TASKS TO COMPLETE:
1) In the financial statement excerpt, why does the carrying amount of the Company's long-term debt approximate its fair value? Explain in one to three sentences.
2) Write the next part of the financial statement excerpt, picking up after its final sentence about the fair value of interest rate swaps.

***** EXTRACTED TEXT

On March 27, 2020 the Coronavirus Aid, Relief, and Economic Security Act (“CARES Act”), was signed into law. The CARES Act contains several provisions that may favorably impact the Company, including an allowance for the deferral of the employer portion of social security tax, an allowance for the deferral of certain income tax payments, a new employee retention tax credit, an increase in the limitation on the annual amount of the interest expense that can be deducted, and a technical correction to the earlier Tax Cuts and Jobs Act of 2017 (“TCJA”) to allow for a 100% bonus depreciation deduction for qualified leasehold improvements. The increase in the limitation on the amount of interest expense that can be currently deducted resulted in the realization of a deferred tax benefit of $2.6. The Company deferred the payment of the employer portion of payroll taxes for the period April 1, 2020 through December 31, 2020 of approximately $4.9. The Company will repay this liability during 2021 and 2022.

 

Financial instruments

 

The Company’s financial instruments are cash and cash equivalents, accounts receivable, accounts payable, long-term debt obligations, and derivative instruments, principally interest rate swaps, foreign currency hedges and foreign currency swaps. The carrying amounts of cash and cash equivalents, accounts receivable, accounts payable, and current maturities of long-term debt approximate fair value because of their short-term maturity and interest rates which approximate current rates. The carrying amount of long-term debt approximates fair value because the floating interest rates are based on current rates offered to the Company for debt with similar terms and maturities. The fair value of interest rate swaps (used for purposes other than trading) is the estimated amount to terminate the swap agreements at the reporting date, taking into account current interest rates and the creditworthiness of the swap counterparty.

**********
***** PROVIDED MATERIAL

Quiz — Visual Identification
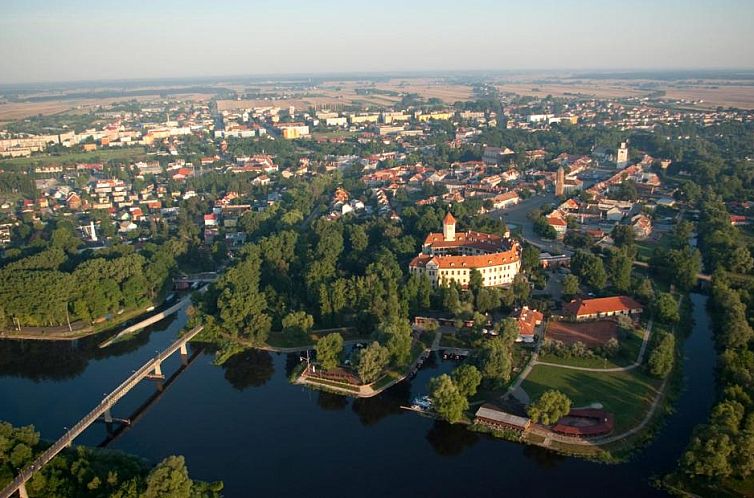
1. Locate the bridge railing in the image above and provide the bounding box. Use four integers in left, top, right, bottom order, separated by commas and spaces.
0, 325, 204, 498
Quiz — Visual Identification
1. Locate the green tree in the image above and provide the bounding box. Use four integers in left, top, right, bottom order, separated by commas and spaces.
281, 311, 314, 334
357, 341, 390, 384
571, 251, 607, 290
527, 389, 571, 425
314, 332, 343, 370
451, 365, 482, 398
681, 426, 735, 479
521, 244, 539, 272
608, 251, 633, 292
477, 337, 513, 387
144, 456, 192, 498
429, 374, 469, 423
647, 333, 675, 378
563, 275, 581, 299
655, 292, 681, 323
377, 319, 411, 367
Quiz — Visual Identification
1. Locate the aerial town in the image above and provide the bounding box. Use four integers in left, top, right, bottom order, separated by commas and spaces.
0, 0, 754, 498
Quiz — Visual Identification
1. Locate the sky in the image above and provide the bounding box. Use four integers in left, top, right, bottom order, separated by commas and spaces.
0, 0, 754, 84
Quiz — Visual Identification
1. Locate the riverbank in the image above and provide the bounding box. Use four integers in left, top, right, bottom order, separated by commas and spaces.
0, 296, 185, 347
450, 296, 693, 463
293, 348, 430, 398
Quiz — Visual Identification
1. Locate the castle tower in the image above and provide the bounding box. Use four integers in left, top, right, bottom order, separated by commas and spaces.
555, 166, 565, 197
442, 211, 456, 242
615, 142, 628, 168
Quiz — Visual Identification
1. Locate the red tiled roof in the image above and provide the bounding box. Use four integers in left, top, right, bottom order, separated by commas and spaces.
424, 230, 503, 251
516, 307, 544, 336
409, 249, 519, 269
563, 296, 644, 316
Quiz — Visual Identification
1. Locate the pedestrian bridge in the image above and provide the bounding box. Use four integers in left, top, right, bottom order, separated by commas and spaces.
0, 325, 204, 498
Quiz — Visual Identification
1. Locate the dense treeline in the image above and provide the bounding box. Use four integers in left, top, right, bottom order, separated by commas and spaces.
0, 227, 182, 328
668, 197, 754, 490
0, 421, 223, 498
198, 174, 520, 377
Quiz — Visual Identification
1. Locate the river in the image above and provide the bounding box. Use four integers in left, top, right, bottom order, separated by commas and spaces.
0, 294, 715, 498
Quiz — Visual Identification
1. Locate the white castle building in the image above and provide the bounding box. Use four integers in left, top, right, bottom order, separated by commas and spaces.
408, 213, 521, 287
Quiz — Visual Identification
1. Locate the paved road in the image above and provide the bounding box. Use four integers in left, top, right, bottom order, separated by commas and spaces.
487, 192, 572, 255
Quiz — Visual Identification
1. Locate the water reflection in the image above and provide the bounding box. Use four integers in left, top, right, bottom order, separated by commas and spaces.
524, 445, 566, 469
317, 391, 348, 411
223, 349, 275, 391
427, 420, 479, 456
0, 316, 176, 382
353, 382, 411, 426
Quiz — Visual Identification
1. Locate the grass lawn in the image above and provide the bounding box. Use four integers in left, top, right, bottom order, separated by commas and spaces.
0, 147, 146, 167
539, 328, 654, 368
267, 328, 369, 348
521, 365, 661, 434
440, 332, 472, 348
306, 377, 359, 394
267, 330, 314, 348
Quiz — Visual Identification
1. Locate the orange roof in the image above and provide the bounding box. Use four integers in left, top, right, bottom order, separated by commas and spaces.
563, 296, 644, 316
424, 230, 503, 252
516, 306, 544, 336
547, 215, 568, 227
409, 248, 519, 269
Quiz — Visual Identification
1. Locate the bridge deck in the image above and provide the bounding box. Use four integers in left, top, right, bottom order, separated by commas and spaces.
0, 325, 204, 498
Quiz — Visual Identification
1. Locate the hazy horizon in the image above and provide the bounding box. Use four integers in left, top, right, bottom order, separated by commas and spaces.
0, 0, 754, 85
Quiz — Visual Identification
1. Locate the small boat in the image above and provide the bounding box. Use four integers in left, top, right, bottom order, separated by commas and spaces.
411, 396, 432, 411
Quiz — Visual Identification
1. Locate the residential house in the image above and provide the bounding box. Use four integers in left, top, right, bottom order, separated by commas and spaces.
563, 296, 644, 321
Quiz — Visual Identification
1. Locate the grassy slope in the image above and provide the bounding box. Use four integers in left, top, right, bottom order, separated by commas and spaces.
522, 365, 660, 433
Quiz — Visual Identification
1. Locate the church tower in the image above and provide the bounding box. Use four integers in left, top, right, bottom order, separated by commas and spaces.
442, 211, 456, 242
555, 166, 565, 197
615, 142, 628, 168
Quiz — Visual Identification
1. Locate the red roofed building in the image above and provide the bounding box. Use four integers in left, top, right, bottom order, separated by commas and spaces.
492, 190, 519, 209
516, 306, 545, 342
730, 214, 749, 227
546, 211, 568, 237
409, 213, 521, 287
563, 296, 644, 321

**********

RESULTS FOR THE EXERCISE:
1) The carrying amount of long-term debt approximates fair value because the debt carries floating interest rates. Those rates are based on the current rates offered to the Company for debt with similar terms and maturities.

2)
Derivatives

 

The Company is exposed to certain risks, primarily interest rate and foreign currency exchange rate risk, related to its ongoing business operations. Interest rate swaps and caps are entered into to manage interest rate risk associated with the Company’s floating rate borrowings. Foreign currency hedges are entered into to manage foreign currency exchange rate volatility associated with the Company’s payables and receivables denominated in various currencies. The guidance related to accounting for derivatives requires companies to recognize all derivative instruments as either assets or liabilities at fair value in the consolidated statement of financial position and the related unrealized gains and losses in the statement of operations as the Company has not designated any financial instrument for hedge accounting.

 

14 

 

 

NOTES TO THE CONSOLIDATED FINANCIAL STATEMENTS

(In millions of U.S. dollars, unless otherwise indicated)

 

Derivative financial instruments are recorded by type in other current assets, other long-term assets, other current liabilities and other long- term liabilities in the consolidated statement of financial position and are measured at fair value. Changes in fair value are recognized in earnings, unless the derivative is designated and qualifies to be in a hedge accounting relationship. Currently, the Company has not designated any financial instrument for hedge accounting.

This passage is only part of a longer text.